- **Description of the task**
The answer is a stretch of the material below, returned exactly: the line containing "box: [78, 99, 165, 170]", the line containing "negative clicks: (161, 172)", and all lines between.

- **Extracted material**
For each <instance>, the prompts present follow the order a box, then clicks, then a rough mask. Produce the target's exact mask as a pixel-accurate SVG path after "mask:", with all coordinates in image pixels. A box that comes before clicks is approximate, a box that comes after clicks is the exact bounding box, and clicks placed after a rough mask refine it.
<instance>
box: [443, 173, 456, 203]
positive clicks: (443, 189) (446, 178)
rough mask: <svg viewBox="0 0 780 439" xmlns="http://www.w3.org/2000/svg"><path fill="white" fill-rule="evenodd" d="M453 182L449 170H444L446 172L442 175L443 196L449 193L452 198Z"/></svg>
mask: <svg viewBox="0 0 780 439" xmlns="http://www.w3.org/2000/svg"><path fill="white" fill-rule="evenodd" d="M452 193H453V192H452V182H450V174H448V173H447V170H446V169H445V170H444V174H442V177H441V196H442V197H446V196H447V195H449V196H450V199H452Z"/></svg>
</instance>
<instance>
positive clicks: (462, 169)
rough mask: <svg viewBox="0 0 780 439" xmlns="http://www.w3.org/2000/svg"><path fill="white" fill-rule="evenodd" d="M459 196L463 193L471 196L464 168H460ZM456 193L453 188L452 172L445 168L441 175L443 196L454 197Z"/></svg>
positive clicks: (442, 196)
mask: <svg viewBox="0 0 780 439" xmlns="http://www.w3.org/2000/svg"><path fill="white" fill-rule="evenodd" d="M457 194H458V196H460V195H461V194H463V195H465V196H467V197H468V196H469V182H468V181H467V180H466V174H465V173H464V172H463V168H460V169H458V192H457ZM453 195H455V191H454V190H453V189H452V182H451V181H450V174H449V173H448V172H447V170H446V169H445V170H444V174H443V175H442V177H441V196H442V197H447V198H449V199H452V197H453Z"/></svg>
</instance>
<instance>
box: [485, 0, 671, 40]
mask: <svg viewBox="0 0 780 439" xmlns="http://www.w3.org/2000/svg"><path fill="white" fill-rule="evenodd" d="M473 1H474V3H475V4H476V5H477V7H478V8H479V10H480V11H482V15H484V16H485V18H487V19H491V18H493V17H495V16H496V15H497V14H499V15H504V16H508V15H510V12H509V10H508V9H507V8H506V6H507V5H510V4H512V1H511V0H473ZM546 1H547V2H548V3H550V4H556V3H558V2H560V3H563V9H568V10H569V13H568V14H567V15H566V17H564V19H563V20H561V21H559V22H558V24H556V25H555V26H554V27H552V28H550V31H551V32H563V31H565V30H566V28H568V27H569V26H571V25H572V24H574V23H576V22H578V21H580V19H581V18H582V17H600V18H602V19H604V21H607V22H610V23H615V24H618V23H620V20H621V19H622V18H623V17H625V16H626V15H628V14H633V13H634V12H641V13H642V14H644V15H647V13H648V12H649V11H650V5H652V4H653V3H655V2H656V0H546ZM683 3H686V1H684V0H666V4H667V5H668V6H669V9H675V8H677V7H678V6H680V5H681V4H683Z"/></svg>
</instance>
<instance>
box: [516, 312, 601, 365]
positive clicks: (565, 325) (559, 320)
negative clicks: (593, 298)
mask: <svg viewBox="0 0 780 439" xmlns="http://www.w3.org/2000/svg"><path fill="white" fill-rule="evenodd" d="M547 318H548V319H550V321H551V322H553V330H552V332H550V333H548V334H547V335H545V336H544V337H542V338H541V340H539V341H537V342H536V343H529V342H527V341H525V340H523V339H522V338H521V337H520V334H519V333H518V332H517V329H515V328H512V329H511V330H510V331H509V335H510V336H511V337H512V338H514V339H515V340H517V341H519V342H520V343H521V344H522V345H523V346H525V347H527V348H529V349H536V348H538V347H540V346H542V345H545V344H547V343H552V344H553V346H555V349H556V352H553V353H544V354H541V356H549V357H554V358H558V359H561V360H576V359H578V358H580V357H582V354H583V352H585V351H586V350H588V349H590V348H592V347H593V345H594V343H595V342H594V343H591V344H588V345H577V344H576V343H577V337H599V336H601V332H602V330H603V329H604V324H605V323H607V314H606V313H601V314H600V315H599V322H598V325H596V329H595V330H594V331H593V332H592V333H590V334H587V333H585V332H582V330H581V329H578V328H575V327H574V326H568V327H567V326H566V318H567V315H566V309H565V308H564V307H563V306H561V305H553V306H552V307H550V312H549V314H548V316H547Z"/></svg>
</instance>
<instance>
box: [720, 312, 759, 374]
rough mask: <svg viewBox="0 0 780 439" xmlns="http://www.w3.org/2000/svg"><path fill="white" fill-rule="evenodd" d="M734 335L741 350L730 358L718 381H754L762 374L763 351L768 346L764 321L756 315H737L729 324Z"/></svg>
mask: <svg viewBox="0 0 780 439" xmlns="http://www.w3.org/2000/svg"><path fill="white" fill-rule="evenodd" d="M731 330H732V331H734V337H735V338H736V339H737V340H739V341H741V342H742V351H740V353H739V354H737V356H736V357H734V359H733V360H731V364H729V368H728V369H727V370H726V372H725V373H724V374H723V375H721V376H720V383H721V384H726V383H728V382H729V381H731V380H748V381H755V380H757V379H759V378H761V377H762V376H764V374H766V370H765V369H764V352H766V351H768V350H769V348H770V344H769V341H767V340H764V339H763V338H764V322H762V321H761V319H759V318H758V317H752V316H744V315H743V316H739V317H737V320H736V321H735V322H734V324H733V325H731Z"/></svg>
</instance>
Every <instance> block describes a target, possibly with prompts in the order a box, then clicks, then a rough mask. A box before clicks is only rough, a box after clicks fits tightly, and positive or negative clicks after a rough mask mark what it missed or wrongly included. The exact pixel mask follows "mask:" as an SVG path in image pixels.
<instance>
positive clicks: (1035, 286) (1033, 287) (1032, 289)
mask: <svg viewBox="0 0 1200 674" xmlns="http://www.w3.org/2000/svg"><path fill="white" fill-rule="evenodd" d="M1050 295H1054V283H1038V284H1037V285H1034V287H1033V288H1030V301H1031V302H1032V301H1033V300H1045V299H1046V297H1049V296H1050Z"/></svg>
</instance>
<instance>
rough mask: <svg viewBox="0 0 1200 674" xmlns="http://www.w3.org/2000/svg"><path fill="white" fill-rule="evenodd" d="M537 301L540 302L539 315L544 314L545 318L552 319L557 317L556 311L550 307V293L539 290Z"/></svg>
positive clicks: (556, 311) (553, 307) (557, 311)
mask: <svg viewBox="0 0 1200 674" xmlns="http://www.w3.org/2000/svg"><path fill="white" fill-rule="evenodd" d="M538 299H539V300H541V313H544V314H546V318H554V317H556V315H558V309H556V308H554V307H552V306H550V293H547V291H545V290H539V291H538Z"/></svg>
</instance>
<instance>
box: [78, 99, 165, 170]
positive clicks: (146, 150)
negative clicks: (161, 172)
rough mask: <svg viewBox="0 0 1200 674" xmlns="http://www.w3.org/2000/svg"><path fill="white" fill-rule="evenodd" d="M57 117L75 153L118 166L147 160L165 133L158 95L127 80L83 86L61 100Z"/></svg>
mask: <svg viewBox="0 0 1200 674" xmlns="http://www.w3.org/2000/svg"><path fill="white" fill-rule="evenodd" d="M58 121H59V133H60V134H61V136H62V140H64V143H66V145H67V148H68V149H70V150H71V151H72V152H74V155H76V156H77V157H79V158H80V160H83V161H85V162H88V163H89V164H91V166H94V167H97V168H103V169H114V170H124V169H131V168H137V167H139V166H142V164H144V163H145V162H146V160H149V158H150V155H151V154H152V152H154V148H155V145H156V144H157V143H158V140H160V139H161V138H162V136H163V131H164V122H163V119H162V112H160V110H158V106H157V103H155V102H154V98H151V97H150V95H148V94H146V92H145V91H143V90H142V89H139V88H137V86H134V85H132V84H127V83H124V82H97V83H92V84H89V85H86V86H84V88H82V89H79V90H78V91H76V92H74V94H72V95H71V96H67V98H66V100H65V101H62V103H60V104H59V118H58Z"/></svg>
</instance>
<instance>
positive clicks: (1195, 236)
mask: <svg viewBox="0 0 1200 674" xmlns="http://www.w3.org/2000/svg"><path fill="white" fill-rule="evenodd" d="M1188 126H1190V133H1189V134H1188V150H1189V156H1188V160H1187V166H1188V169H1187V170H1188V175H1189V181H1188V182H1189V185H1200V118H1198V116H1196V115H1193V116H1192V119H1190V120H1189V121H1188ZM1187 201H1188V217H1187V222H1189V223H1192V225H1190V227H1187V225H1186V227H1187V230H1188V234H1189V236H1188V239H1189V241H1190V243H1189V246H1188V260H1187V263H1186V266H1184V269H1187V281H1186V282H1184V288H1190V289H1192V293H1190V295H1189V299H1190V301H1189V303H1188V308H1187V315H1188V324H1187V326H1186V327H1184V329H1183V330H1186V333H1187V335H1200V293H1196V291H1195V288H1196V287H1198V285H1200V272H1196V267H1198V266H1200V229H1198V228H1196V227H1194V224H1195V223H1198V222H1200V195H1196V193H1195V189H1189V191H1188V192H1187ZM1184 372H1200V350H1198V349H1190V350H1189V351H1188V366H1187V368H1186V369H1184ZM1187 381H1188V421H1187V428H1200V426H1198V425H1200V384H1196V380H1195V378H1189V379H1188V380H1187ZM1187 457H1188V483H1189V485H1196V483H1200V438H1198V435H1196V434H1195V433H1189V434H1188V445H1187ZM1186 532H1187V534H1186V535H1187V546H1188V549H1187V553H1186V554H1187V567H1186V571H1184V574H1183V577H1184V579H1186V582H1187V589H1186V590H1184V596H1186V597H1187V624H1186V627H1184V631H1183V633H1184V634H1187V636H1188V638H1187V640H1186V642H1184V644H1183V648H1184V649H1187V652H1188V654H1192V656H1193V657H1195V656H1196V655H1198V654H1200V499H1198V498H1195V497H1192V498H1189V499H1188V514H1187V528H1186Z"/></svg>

- **Response for this exercise**
box: [78, 99, 165, 170]
positive clicks: (146, 150)
negative clicks: (161, 172)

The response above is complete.